What needs to be done »
Transcribe the material verbatim in full; the pictures do not belong in the copy.

Dataset records »
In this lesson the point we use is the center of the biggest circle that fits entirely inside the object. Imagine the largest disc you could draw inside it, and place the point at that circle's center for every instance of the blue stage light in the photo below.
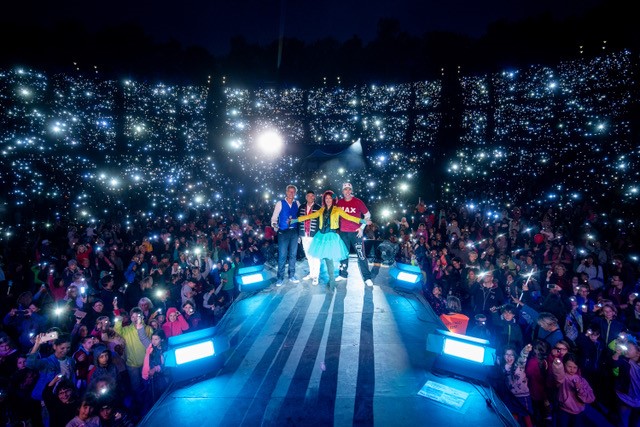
(461, 355)
(406, 276)
(464, 350)
(252, 278)
(194, 352)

Written response »
In this lesson the point we use is the center of the biggest circle that fits entirely inside the object. Imagine the largest disc you could draw inside it, and place the point at that circle's center for every instance of the blue stage light in the photo below.
(461, 355)
(406, 276)
(464, 350)
(252, 278)
(194, 352)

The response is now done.